**PROBLEM TO WORK ON**
Rewrite all the lines of the items below, requests included and pictures left out, with every point coordinate in the answers multiplied by 1.1 and rounded to a whole number, halves rounded up. Keep the numbers in the requests and their format samples unchanged.

**EXTRACTED ENTRIES**
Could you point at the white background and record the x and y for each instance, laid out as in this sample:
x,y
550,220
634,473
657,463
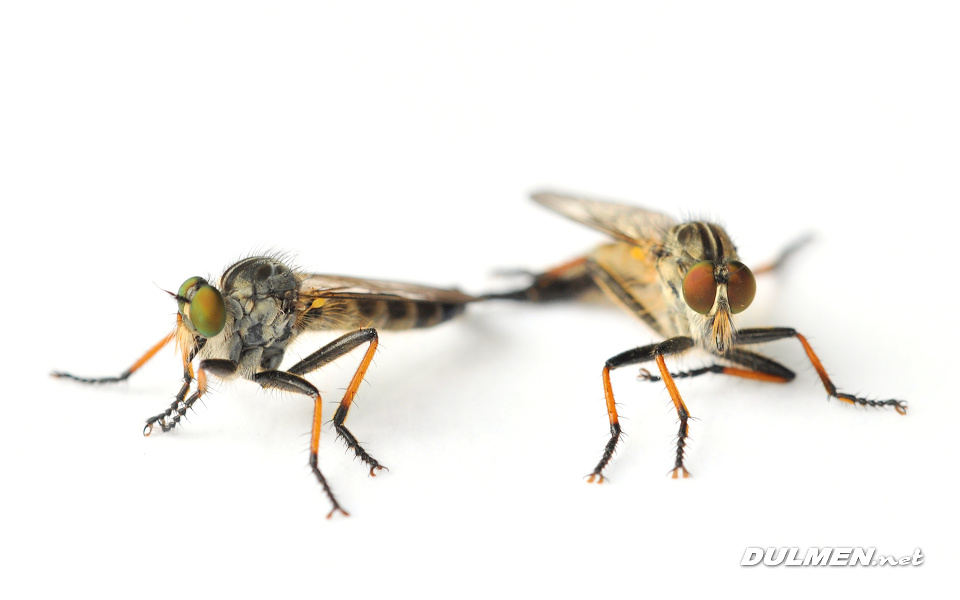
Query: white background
x,y
144,144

**RESULT FOR THIS TASK**
Could you point at the white background and record the x and y for each instance, laid out as in this sample:
x,y
550,220
634,473
657,463
Query: white background
x,y
158,158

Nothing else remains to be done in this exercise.